**INSTRUCTIONS TO FOLLOW**: Will you repeat, word for word, everything from the line containing "the forest, each" down to the end of the items below, including both that line and the last one?

**DATA LISTING**:
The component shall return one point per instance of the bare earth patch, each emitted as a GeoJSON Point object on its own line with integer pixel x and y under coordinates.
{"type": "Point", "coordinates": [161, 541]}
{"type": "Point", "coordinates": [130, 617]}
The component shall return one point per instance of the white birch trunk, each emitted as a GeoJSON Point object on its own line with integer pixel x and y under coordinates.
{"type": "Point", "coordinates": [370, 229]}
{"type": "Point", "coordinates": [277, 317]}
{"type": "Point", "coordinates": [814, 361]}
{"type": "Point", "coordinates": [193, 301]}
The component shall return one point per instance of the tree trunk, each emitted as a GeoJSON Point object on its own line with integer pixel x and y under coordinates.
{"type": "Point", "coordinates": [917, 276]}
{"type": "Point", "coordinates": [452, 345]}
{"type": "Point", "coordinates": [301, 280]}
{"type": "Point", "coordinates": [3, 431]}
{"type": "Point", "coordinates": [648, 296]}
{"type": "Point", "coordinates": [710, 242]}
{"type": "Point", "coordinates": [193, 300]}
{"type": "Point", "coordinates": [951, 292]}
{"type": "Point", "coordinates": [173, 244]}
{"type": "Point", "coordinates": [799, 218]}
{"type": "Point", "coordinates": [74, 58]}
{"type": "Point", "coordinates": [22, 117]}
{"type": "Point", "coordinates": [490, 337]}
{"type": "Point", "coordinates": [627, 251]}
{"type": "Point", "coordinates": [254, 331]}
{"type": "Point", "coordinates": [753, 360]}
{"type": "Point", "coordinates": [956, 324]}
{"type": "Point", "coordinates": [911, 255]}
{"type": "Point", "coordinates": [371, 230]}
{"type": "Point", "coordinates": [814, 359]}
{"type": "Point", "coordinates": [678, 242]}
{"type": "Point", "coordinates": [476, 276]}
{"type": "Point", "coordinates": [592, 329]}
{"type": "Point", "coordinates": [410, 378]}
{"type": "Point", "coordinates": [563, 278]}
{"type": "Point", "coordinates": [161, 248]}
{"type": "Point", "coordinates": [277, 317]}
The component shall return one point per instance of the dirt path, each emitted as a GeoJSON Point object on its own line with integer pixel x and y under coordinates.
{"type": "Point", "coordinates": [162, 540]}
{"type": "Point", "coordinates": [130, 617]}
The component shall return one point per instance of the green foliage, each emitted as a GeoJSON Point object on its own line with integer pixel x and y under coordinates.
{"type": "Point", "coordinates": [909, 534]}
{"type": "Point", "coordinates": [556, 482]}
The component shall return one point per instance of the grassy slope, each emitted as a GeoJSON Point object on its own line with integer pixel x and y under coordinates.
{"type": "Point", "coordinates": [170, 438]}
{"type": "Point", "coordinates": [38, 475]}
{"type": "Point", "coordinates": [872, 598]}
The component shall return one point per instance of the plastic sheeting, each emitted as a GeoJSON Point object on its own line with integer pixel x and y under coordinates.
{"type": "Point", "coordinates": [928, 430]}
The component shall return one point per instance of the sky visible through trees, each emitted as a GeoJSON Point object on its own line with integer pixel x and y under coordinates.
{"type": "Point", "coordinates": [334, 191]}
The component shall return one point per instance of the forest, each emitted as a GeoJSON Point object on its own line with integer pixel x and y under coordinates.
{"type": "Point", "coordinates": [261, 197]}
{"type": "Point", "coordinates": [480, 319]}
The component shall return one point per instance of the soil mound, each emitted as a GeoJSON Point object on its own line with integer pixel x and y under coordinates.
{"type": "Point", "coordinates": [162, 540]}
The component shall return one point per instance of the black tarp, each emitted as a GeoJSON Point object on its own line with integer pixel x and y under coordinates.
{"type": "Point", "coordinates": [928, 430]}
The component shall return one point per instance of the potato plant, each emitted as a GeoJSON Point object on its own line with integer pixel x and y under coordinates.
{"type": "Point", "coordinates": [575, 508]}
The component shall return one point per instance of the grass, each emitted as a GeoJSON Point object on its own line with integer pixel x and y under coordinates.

**FINAL RESULT**:
The component shall return one point per instance of the forest, each emitted as a GeoJSON Point object on its own line with integer pixel x and y under coordinates.
{"type": "Point", "coordinates": [261, 197]}
{"type": "Point", "coordinates": [480, 319]}
The component shall return one point per instance of the soil mound, each emitted as a GeoJSON Point object on its own line with integer pixel x and y under coordinates.
{"type": "Point", "coordinates": [162, 540]}
The component shall return one point per instance of the black tarp, each emitted as a GeoJSON Point object on its own line with integer pixel x and y under coordinates.
{"type": "Point", "coordinates": [928, 430]}
The component shall return one point per instance of the potato plant, each emitted as a GeoJSON Point object on its own line with integer pixel x and y under coordinates.
{"type": "Point", "coordinates": [575, 508]}
The component shall return one point per instance of the grass, each emitted as a GeoJSON Point object on its own line with integer pixel x and y under coordinates.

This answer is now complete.